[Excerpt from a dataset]
---

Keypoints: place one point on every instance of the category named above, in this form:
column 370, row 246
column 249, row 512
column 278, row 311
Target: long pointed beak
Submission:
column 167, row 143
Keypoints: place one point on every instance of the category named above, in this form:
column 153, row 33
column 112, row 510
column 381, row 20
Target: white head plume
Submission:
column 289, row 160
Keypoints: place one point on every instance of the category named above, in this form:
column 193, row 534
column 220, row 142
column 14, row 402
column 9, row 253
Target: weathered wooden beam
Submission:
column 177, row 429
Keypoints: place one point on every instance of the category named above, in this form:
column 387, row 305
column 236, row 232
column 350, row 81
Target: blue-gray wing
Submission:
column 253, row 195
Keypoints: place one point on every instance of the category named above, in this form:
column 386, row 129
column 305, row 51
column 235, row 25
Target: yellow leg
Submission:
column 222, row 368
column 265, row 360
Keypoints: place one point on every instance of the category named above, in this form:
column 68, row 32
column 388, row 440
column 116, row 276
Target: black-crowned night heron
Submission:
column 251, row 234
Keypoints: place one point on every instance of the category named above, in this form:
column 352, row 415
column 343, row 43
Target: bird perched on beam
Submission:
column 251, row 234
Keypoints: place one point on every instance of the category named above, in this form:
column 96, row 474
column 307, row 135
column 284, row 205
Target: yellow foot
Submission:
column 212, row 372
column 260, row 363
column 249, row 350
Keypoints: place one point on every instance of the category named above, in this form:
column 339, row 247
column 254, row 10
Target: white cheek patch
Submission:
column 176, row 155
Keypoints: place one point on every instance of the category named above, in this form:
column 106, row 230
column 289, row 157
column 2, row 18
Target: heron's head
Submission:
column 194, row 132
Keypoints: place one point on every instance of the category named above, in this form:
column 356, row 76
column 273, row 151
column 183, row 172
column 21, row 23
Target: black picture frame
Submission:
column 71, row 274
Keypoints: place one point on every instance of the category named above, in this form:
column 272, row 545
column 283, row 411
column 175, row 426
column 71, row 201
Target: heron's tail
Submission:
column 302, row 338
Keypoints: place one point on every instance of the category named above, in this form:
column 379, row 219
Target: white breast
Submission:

---

[Exercise directions] Lay out all the lines above as a numbered list, omitting any blank lines.

[Correct answer]
1. Keypoints: place one point on every instance of the category named above, in this form:
2. column 370, row 246
3. column 249, row 512
4. column 278, row 311
5. Target: long pointed beak
6. Submission:
7. column 167, row 143
8. Keypoints: place one point on every instance of the category named above, in this form:
9. column 153, row 33
10. column 112, row 510
11. column 381, row 20
12. Target: white head plume
13. Submission:
14. column 289, row 160
15. Keypoints: place one point on every instance of the category named above, in this form:
16. column 193, row 534
17. column 220, row 142
18. column 14, row 402
19. column 9, row 253
20. Target: weathered wooden beam
21. Submission:
22. column 177, row 429
23. Keypoints: place one point on every instance of the category named above, in this form:
24. column 387, row 305
25. column 236, row 232
26. column 350, row 81
27. Target: blue-gray wing
28. Submission:
29. column 253, row 195
30. Keypoints: place one point on every instance of the category named above, in this form:
31. column 386, row 129
32. column 305, row 51
33. column 235, row 25
34. Target: yellow leg
35. Submission:
36. column 222, row 368
37. column 265, row 360
38. Keypoints: place one point on every instance of the category named above, in this form:
39. column 68, row 32
40. column 388, row 440
41. column 116, row 276
42. Target: black-crowned night heron
43. Submission:
44. column 251, row 234
45. Keypoints: place one point on every instance of the category named above, in this form:
46. column 352, row 415
47. column 343, row 43
48. Target: bird perched on beam
49. Submission:
50. column 251, row 234
51. Keypoints: place one point on every instance of the category named above, in this form:
52. column 96, row 474
53. column 307, row 135
54. column 284, row 205
55. Target: yellow foot
56. Submission:
57. column 212, row 372
58. column 260, row 363
59. column 249, row 350
60. Keypoints: place one point on every instance of the category named above, in this form:
61. column 339, row 247
62. column 254, row 10
63. Target: white cheek patch
64. Submission:
65. column 176, row 155
66. Keypoints: place one point on every instance of the category named above, in this form:
67. column 106, row 230
68. column 289, row 157
69. column 2, row 18
70. Target: heron's head
71. Submission:
72. column 194, row 132
73. Keypoints: place one point on every instance of the category named above, in this form:
74. column 356, row 76
75. column 273, row 151
76. column 183, row 172
77. column 21, row 23
78. Target: black picture frame
79. Submission:
80. column 71, row 274
81. Keypoints: place one point on every instance of the category named above, in this form:
82. column 272, row 545
83. column 283, row 411
84. column 175, row 426
85. column 71, row 201
86. Target: heron's tail
87. Submission:
88. column 302, row 338
89. Keypoints: place one point on every instance of the category named above, in this form:
90. column 379, row 219
91. Target: white breast
92. Submission:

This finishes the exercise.